◆ **WHAT TO PRODUCE**: Each line of the data needs to be transcribed exactly.

------------------------------------------------------------------------

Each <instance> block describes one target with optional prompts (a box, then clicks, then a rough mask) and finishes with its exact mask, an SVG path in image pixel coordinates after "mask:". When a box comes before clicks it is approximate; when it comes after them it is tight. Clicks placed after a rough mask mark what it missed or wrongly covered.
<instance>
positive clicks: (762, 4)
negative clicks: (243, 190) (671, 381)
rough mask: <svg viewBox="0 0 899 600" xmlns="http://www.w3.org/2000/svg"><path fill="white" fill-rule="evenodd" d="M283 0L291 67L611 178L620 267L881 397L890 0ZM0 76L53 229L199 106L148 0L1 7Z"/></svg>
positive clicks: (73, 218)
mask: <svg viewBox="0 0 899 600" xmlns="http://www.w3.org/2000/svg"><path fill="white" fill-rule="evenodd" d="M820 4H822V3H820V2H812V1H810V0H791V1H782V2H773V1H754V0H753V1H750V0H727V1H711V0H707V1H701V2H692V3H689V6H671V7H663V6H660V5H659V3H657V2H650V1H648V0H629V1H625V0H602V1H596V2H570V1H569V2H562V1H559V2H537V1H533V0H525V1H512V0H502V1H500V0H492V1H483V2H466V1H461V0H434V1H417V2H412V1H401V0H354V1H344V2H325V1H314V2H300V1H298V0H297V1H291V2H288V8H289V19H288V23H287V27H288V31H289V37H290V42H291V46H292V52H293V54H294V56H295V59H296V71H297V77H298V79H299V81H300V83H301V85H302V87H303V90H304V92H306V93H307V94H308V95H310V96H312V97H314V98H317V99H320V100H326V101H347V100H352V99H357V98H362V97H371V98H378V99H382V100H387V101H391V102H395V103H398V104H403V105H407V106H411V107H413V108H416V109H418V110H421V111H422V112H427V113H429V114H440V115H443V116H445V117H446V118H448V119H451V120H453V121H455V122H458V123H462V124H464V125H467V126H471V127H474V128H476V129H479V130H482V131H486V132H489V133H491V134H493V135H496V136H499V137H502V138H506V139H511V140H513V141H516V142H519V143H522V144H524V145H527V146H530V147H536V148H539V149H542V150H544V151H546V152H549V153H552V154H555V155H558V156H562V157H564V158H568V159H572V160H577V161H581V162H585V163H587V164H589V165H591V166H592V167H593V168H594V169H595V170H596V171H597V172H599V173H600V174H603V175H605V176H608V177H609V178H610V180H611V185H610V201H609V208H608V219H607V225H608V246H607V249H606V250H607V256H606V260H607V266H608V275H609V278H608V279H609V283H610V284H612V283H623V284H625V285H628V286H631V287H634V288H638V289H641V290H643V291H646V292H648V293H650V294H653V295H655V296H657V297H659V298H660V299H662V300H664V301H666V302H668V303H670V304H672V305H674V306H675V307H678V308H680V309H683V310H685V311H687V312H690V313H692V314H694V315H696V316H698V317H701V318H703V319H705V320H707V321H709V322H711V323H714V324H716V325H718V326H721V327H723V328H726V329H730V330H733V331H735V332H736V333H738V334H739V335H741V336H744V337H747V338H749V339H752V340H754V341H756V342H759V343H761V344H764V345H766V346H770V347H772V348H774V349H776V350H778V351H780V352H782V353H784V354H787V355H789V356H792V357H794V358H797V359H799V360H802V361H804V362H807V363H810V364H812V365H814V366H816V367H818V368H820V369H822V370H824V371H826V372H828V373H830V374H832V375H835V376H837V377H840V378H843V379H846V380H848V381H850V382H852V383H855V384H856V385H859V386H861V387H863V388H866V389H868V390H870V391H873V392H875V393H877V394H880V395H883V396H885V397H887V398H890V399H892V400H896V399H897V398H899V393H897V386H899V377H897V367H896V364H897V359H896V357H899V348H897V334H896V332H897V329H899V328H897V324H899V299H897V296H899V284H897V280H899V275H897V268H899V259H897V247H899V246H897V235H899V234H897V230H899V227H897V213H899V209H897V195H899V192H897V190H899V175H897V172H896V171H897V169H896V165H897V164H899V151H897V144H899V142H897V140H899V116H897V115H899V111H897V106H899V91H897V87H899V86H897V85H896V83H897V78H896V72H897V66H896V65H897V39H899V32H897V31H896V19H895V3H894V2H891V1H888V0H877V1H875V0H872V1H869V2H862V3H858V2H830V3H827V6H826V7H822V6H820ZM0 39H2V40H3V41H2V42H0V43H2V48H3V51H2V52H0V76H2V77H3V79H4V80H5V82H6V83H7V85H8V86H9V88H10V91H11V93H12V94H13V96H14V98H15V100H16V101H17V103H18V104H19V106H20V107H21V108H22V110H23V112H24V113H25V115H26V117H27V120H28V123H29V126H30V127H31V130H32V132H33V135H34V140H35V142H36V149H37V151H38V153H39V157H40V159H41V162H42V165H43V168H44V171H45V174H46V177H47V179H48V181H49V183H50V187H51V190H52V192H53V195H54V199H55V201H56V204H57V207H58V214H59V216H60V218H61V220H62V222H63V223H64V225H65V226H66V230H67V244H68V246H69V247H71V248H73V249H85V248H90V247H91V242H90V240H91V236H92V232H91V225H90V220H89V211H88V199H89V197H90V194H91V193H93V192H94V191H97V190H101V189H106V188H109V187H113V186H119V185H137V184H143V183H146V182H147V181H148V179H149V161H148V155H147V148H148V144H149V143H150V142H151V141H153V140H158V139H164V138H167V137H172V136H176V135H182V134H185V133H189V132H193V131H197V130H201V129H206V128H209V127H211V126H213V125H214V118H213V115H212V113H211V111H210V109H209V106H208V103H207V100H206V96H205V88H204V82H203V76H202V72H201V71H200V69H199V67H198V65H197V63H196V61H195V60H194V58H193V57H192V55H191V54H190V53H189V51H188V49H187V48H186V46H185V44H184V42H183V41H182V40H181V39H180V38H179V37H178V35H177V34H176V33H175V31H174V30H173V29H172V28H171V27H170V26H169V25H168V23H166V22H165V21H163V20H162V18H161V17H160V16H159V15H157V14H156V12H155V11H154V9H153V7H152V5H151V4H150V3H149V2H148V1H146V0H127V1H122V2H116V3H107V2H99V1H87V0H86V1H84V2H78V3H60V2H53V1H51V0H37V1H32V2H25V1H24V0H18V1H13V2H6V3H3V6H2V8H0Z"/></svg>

------------------------------------------------------------------------

◆ **EXERCISE RESULT**:
Each <instance> block describes one target with optional prompts (a box, then clicks, then a rough mask) and finishes with its exact mask, an SVG path in image pixel coordinates after "mask:". When a box comes before clicks it is approximate; when it comes after them it is tight. Clicks placed after a rough mask mark what it missed or wrongly covered.
<instance>
positive clicks: (762, 4)
negative clicks: (243, 190) (671, 381)
rough mask: <svg viewBox="0 0 899 600" xmlns="http://www.w3.org/2000/svg"><path fill="white" fill-rule="evenodd" d="M283 0L291 67L611 178L620 267L881 397L890 0ZM0 76L53 229L199 106L148 0L1 7Z"/></svg>
positive clicks: (73, 218)
mask: <svg viewBox="0 0 899 600" xmlns="http://www.w3.org/2000/svg"><path fill="white" fill-rule="evenodd" d="M820 4H822V3H820V2H812V1H810V0H791V1H782V2H773V1H754V0H753V1H750V0H727V1H711V0H707V1H701V2H692V3H689V6H671V7H663V6H660V5H659V3H657V2H650V1H648V0H629V1H625V0H602V1H596V2H570V1H569V2H562V1H559V2H537V1H533V0H525V1H512V0H502V1H500V0H492V1H483V2H466V1H461V0H434V1H417V2H412V1H401V0H354V1H344V2H325V1H314V2H300V1H298V0H297V1H291V2H288V8H289V19H288V23H287V27H288V31H289V37H290V42H291V46H292V52H293V54H294V56H295V59H296V71H297V77H298V79H299V81H300V83H301V85H302V87H303V90H304V92H306V93H307V94H308V95H310V96H312V97H314V98H317V99H320V100H326V101H347V100H352V99H357V98H362V97H371V98H378V99H382V100H387V101H391V102H395V103H398V104H403V105H407V106H411V107H413V108H416V109H418V110H421V111H422V112H427V113H429V114H440V115H443V116H445V117H446V118H448V119H451V120H453V121H455V122H458V123H462V124H464V125H467V126H471V127H474V128H476V129H479V130H482V131H486V132H489V133H491V134H493V135H496V136H499V137H502V138H506V139H511V140H513V141H516V142H519V143H522V144H524V145H527V146H530V147H536V148H539V149H542V150H544V151H546V152H549V153H552V154H555V155H558V156H562V157H564V158H568V159H572V160H577V161H581V162H585V163H587V164H589V165H591V166H592V167H593V168H594V169H595V170H596V171H597V172H599V173H600V174H603V175H605V176H608V177H609V178H610V180H611V185H610V201H609V208H608V219H607V225H608V246H607V249H606V250H607V256H606V260H607V266H608V275H609V278H608V279H609V283H610V284H612V283H623V284H625V285H628V286H631V287H634V288H638V289H641V290H643V291H646V292H648V293H650V294H653V295H655V296H657V297H659V298H660V299H662V300H664V301H666V302H668V303H670V304H672V305H674V306H675V307H678V308H680V309H683V310H685V311H687V312H690V313H692V314H694V315H696V316H698V317H701V318H703V319H705V320H707V321H709V322H711V323H714V324H716V325H718V326H721V327H723V328H726V329H730V330H733V331H735V332H736V333H738V334H739V335H741V336H744V337H747V338H749V339H752V340H754V341H756V342H759V343H761V344H764V345H766V346H770V347H772V348H774V349H776V350H778V351H780V352H782V353H784V354H787V355H789V356H792V357H794V358H797V359H799V360H802V361H804V362H807V363H810V364H812V365H814V366H816V367H818V368H820V369H822V370H824V371H826V372H828V373H830V374H832V375H835V376H837V377H840V378H843V379H846V380H848V381H850V382H852V383H855V384H856V385H859V386H861V387H863V388H866V389H868V390H870V391H873V392H875V393H877V394H880V395H883V396H885V397H887V398H890V399H892V400H896V399H897V398H899V393H897V386H899V377H897V367H896V364H897V359H896V357H899V348H897V334H896V332H897V329H899V328H897V324H899V299H897V296H899V284H897V280H899V275H897V268H899V259H897V247H899V246H897V235H899V234H897V230H899V227H897V213H899V209H897V195H899V192H897V190H899V175H897V172H896V171H897V169H896V165H897V164H899V151H897V144H899V142H897V140H899V116H897V115H899V111H897V106H899V91H897V87H899V86H897V85H896V83H897V78H896V72H897V66H896V65H897V39H899V32H897V31H896V19H895V3H894V2H891V1H888V0H877V1H875V0H872V1H869V2H862V3H858V2H830V3H827V6H826V7H822V6H820ZM0 39H2V40H3V41H2V42H0V43H2V48H3V51H2V52H0V76H2V77H3V79H4V80H5V82H6V83H7V85H8V86H9V88H10V91H11V93H12V94H13V96H14V98H15V100H16V101H17V103H18V104H19V106H20V107H21V108H22V110H23V112H24V113H25V115H26V117H27V120H28V123H29V126H30V127H31V130H32V132H33V135H34V140H35V142H36V149H37V151H38V153H39V157H40V159H41V162H42V165H43V168H44V171H45V174H46V177H47V179H48V181H49V183H50V187H51V190H52V192H53V195H54V199H55V201H56V204H57V207H58V214H59V216H60V218H61V220H62V222H63V223H64V225H65V226H66V230H67V244H68V246H69V247H71V248H73V249H85V248H90V247H91V242H90V240H91V236H92V232H91V225H90V220H89V211H88V199H89V197H90V194H91V193H93V192H94V191H97V190H101V189H106V188H109V187H113V186H119V185H137V184H143V183H146V182H147V181H148V179H149V161H148V155H147V148H148V144H149V143H150V142H151V141H153V140H158V139H164V138H167V137H172V136H176V135H182V134H185V133H189V132H193V131H197V130H201V129H206V128H209V127H211V126H213V125H214V118H213V115H212V113H211V111H210V109H209V106H208V103H207V100H206V96H205V88H204V82H203V76H202V72H201V71H200V69H199V67H198V65H197V63H196V61H195V60H194V58H193V57H192V55H191V54H190V53H189V51H188V49H187V48H186V46H185V44H184V42H183V41H182V40H181V39H180V38H179V37H178V35H177V34H176V33H175V31H174V30H173V29H172V28H171V27H170V26H169V25H168V23H166V22H165V21H163V20H162V18H161V17H160V16H159V15H157V14H156V12H155V11H154V9H153V7H152V5H151V4H150V3H149V2H148V1H146V0H127V1H122V2H116V3H107V2H99V1H87V0H86V1H84V2H78V3H60V2H53V1H51V0H37V1H32V2H25V1H24V0H18V1H13V2H6V3H3V6H2V8H0Z"/></svg>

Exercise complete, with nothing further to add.